Extract

*-*-*

Your un is created as a list. Don't use a list for this sort of task. Use a mutable data structure (for which element replacement is both possible and appropriate) such as a Vector, Array, or table instead. For example,

un := Vector(6):

See the section on data structures in the Maple Portal, or the Introductory Programming Guide, for details on those objects.

ps. That Portal page could explain "replacement" of a list element more fully (by describing subsop on a list and what that entails.)

acer

Don't use vector, matrix, and array. They are deprecated. Use Vector, Matrix and Array.

CurveFitting:-PolynomialInterpolation doesn't accept lowercase vector and matrix. The printing difference you mentioned is due to the fact that lowercase vector and matrix have last_name_eval.

Maple is a case-sensitive language.

ps. It is highly misleading to have the help-page vector(deprecated) be titled "Overview of Vectors". It's no wonder that new users find all this confusing. Fortunately the matrix(deprecated) and array(deprecated) help-pages haven't been treated to such a misguided mix-up with the capitalization in their titles.

acer

The purpose of that op() call is to extract the integrand of the inert Int call.

The general idea of the code seems to be to extract the integrand expression, get an alternate form, make a procedure that computes that, optimize that procedure, instantiate that at a dummy (r) to get a new integrand expression, recreate a new Int using the new integrand, and then finally to do numeric quadrature.

 F := Int(expr,t=a..b);
                                       b
                                      /
                                     |
                               F :=  |   expr dt
                                     |
                                    /
                                      a

> op(F)[1];
                                     expr

> IntegrationTools:-GetIntegrand(F); # another way
                                     expr

Why do you insert uneval quotes about commands, which prevent them from doing their intended job?

acer

It's not clear at what precision you intend the calculations to be done. That Generate call specifies 20 digits for the random values, but the environment variable Digits is not set above the default value (10).

If you would be satisfied with double precision then (leaving Digits alone) you could create Array A with the datatype=float[8] option. That could allow Statistics:-Mean (etc) to work with it using fast, memory efficient compiled routines.

*-*-*

Short problem 1
Answer these questions about the Maple forum thread:
(a) Which mutable data structures does the thread suggest using in place of a list?
(b) What default value of Digits does the thread mention?
(c) Which command does the thread give as another way to extract the integrand of F?

Records from a dataset
*-*-*

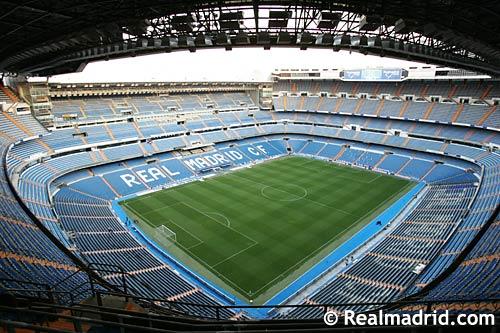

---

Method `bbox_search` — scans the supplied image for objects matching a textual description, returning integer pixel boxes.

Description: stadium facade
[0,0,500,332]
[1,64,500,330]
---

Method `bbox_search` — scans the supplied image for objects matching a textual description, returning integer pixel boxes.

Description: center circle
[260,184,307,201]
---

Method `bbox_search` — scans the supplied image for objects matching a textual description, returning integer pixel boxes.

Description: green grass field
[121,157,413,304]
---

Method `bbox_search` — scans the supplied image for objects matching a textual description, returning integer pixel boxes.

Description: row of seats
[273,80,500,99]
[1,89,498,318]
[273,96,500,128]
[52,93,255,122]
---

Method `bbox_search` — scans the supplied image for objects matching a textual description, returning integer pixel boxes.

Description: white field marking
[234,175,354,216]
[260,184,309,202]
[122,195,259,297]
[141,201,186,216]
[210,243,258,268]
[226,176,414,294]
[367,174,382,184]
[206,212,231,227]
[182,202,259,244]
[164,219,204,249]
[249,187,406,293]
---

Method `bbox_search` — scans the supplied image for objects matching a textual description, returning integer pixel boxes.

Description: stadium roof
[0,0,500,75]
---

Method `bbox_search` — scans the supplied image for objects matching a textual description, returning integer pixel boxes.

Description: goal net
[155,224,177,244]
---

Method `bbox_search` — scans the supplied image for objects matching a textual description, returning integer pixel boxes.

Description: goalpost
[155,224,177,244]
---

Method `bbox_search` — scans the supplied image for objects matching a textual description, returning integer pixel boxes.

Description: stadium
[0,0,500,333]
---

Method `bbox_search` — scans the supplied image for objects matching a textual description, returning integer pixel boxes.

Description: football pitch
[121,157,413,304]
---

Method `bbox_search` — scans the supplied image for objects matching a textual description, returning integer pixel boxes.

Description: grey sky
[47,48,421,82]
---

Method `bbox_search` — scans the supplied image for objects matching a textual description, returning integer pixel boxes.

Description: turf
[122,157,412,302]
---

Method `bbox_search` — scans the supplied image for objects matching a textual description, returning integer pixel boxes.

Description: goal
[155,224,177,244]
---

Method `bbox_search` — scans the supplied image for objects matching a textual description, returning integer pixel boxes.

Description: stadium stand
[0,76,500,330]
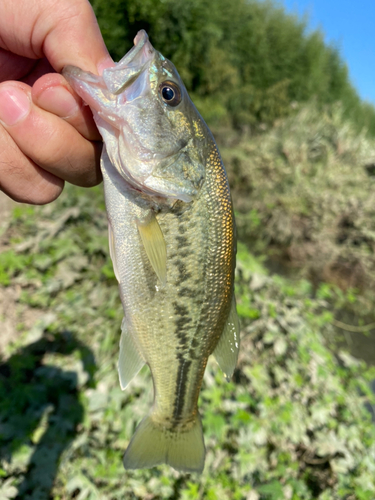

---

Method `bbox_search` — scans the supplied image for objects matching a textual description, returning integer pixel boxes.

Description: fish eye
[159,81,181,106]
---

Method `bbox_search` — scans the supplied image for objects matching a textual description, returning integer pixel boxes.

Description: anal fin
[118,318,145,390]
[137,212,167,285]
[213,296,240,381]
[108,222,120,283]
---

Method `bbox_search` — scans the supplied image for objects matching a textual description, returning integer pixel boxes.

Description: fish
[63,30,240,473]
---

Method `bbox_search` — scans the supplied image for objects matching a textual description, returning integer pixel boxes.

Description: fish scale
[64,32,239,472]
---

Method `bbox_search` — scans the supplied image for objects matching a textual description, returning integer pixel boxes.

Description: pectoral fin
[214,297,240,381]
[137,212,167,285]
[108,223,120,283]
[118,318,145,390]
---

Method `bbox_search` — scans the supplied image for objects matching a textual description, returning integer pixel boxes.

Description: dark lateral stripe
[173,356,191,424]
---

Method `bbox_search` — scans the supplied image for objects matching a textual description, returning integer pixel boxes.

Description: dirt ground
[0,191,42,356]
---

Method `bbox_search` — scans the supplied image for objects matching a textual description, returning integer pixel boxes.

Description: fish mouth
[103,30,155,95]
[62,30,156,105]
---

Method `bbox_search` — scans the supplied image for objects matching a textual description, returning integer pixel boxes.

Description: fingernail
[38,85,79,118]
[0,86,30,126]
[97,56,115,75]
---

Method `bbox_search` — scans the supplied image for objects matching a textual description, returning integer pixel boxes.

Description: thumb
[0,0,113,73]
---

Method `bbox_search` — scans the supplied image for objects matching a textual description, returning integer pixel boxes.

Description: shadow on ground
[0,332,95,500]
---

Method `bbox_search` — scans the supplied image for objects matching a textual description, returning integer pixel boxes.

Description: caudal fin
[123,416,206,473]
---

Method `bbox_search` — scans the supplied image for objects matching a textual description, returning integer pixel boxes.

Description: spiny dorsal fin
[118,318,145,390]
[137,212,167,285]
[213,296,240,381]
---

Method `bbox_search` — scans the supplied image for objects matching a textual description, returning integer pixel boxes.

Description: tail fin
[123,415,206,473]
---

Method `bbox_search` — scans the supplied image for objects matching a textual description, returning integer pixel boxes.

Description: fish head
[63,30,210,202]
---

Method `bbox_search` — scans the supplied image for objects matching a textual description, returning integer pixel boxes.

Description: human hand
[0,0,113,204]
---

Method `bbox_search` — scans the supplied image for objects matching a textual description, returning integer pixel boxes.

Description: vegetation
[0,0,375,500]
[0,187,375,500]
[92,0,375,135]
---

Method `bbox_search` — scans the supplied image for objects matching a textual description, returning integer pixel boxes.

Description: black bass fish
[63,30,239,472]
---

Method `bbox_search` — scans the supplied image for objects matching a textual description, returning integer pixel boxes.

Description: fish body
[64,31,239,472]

*-*-*

Short problem 2
Can you reproduce the records character for character, from their start through the line containing "[260,184,307,201]", leaving the pictures out?

Right answer 1
(a) A Vector, Array, or table.
(b) 10.
(c) IntegrationTools:-GetIntegrand(F).

Right answer 2
---

Method `bbox_search` — scans the supplied image for objects matching a textual description, returning integer pixel boxes.

Description: stadium facade
[0,0,500,332]
[1,64,500,330]
---

Method `bbox_search` — scans the supplied image for objects matching a textual description, returning integer pixel boxes.

Description: center circle
[260,184,307,201]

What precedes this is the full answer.